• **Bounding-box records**
/---

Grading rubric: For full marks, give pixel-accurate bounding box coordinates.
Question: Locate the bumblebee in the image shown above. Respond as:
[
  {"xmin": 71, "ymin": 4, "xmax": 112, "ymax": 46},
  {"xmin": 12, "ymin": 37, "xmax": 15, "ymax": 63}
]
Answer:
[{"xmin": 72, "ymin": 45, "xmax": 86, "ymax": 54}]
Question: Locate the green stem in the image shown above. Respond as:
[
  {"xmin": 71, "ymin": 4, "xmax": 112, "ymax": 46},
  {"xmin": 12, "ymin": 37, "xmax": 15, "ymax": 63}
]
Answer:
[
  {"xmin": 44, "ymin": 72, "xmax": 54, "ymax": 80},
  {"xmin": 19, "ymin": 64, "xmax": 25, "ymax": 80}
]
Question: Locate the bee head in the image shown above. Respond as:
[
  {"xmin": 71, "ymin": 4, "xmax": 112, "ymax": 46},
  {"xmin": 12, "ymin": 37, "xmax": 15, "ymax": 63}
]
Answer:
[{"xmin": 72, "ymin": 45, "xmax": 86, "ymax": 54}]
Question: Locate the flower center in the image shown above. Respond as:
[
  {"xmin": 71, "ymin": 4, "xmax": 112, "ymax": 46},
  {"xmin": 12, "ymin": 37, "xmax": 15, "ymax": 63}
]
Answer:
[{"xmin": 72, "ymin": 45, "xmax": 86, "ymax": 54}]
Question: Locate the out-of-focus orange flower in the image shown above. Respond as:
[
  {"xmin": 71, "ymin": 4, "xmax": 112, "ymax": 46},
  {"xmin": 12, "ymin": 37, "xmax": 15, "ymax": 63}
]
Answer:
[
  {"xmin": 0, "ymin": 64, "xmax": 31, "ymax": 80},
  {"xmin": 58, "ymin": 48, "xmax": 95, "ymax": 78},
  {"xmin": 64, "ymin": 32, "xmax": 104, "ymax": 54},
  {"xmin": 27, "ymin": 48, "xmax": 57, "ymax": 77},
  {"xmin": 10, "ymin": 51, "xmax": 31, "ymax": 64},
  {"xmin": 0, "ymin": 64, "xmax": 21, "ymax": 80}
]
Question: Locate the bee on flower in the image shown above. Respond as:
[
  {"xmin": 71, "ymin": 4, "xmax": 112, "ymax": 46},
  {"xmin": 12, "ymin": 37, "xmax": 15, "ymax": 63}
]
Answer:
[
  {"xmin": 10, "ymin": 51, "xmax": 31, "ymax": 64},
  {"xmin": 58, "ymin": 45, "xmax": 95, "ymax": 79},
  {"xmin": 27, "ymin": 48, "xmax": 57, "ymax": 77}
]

\---

• **WHAT IS EXPECTED**
Reproduce the records starting at the line containing "Question: Locate the out-of-focus" and ending at the last line of the records, with the requests included and left unchanged. In the answers only, multiply every bounding-box coordinate by 0.8 and round to the nearest whole number, rounding halves up.

• **SOLUTION TO THIS EXERCISE**
Question: Locate the out-of-focus orange flower in the image shown above. Respond as:
[
  {"xmin": 71, "ymin": 4, "xmax": 112, "ymax": 46},
  {"xmin": 12, "ymin": 37, "xmax": 15, "ymax": 63}
]
Answer:
[
  {"xmin": 0, "ymin": 51, "xmax": 25, "ymax": 64},
  {"xmin": 46, "ymin": 38, "xmax": 76, "ymax": 62},
  {"xmin": 51, "ymin": 26, "xmax": 83, "ymax": 43},
  {"xmin": 22, "ymin": 38, "xmax": 46, "ymax": 62},
  {"xmin": 8, "ymin": 41, "xmax": 25, "ymax": 51},
  {"xmin": 0, "ymin": 51, "xmax": 17, "ymax": 64}
]
Question: Locate the bee on flower in the image shown above. Respond as:
[
  {"xmin": 71, "ymin": 4, "xmax": 112, "ymax": 46},
  {"xmin": 12, "ymin": 37, "xmax": 15, "ymax": 63}
]
Answer:
[
  {"xmin": 8, "ymin": 41, "xmax": 25, "ymax": 51},
  {"xmin": 46, "ymin": 36, "xmax": 76, "ymax": 63},
  {"xmin": 22, "ymin": 38, "xmax": 46, "ymax": 62}
]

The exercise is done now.